## Task instructions
Rewrite only the lines of the records that begin at the line containing "Where can the black grille" and end after the line containing "<point>480,200</point>". Substitute "occurrence" for every "instance" and change nothing else.

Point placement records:
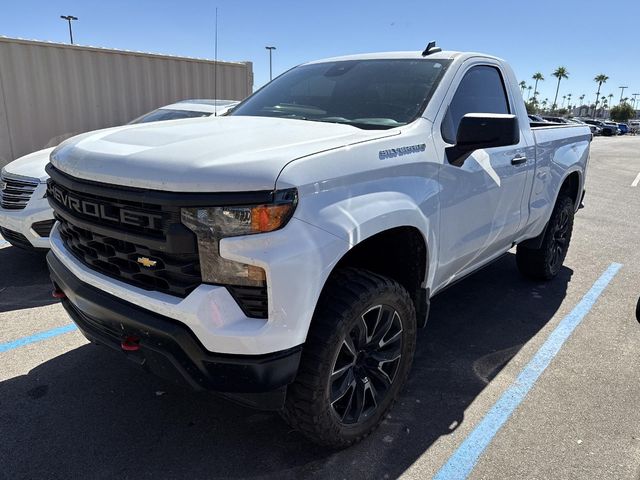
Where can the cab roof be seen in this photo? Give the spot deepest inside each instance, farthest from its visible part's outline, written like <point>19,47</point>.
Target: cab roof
<point>417,55</point>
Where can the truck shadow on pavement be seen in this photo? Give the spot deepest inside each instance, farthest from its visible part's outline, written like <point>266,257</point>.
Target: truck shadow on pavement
<point>89,413</point>
<point>24,280</point>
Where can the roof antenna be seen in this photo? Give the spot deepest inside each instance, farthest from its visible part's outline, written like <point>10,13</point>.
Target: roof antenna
<point>431,48</point>
<point>215,70</point>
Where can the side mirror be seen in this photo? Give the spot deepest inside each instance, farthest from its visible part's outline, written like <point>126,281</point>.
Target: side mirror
<point>483,130</point>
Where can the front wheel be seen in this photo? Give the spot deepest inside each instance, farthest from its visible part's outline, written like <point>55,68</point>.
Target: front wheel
<point>356,359</point>
<point>545,262</point>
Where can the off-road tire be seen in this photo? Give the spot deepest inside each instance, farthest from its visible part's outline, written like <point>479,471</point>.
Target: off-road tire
<point>350,295</point>
<point>545,262</point>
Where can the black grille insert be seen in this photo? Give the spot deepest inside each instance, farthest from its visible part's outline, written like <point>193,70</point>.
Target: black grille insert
<point>175,274</point>
<point>17,192</point>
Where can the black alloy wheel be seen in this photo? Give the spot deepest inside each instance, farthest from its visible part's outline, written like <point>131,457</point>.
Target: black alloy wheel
<point>366,364</point>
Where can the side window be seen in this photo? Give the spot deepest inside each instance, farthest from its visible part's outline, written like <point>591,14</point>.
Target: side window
<point>480,91</point>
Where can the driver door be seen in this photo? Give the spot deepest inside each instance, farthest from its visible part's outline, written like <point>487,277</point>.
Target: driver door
<point>480,200</point>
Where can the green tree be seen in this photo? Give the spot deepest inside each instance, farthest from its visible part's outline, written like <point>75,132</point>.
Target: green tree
<point>560,73</point>
<point>622,112</point>
<point>538,77</point>
<point>599,79</point>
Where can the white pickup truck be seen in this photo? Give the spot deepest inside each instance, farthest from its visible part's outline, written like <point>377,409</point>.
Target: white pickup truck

## Full solution
Where can the black grille insert be seen in this photo? Give the spot deepest inside each occurrence, farthest from its visible part's outline, written like <point>193,70</point>.
Target: black grille insert
<point>175,274</point>
<point>17,192</point>
Where can the black alloy wheel be seen in this photo? Give the spot deepest inside each occurrence, farthest from its visible part's outline, written like <point>131,457</point>.
Target: black alloy wheel
<point>366,364</point>
Where can the side window be seen in this photo? Give the spot deepest inside each occurrence, farthest from its visible part's outline, written like <point>591,14</point>.
Target: side window
<point>480,91</point>
Where can the driver door be seen in this photo? Give the spot deepest inside each occurrence, farthest from its visible part's outline, written like <point>487,277</point>.
Target: driver door
<point>480,200</point>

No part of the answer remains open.